Data items

..........

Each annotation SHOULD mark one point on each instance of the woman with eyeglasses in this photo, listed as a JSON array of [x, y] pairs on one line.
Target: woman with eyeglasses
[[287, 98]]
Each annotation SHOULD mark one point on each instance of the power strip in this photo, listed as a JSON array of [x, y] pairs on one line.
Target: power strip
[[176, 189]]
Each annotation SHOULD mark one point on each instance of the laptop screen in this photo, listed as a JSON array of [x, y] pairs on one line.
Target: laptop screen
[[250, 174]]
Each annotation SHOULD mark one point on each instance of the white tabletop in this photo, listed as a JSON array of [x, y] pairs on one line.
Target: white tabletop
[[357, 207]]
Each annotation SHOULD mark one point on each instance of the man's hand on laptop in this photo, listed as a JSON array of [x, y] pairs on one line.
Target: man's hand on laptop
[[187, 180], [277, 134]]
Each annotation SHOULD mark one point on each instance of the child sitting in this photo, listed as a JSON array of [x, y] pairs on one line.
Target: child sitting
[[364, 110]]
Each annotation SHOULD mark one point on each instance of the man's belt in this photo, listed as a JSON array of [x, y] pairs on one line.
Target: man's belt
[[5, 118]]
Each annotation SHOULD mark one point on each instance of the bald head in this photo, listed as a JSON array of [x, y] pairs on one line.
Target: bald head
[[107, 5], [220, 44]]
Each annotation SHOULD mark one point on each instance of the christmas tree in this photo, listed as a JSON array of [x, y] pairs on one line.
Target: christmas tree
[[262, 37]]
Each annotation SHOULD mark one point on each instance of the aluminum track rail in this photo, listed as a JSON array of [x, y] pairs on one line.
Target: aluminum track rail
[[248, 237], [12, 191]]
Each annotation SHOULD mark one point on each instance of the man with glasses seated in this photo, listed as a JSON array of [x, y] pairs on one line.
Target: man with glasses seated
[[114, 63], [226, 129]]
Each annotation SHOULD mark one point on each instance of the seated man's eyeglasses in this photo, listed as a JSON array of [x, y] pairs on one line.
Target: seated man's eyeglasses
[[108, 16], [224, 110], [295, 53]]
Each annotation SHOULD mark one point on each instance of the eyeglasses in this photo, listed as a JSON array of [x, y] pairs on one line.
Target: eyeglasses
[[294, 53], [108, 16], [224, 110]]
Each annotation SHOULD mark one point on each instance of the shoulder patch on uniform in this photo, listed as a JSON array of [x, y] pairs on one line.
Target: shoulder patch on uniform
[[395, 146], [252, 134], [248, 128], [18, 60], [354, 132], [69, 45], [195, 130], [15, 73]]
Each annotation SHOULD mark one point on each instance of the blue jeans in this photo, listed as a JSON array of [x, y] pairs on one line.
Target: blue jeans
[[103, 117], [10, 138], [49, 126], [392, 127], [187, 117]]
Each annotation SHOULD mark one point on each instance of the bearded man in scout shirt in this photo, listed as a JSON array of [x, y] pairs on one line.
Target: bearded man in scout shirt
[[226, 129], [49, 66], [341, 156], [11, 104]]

..........

Put everything from the line containing "of the aluminum" down to the line containing "[[248, 237], [12, 191]]", both included, into a JSON list of strings with one string per line and no blank lines.

[
  "Each annotation SHOULD mark one point on each instance of the aluminum track rail in this photo, listed as a JSON array of [x, y] pairs on one line.",
  "Target: aluminum track rail",
  "[[248, 237], [12, 191]]"
]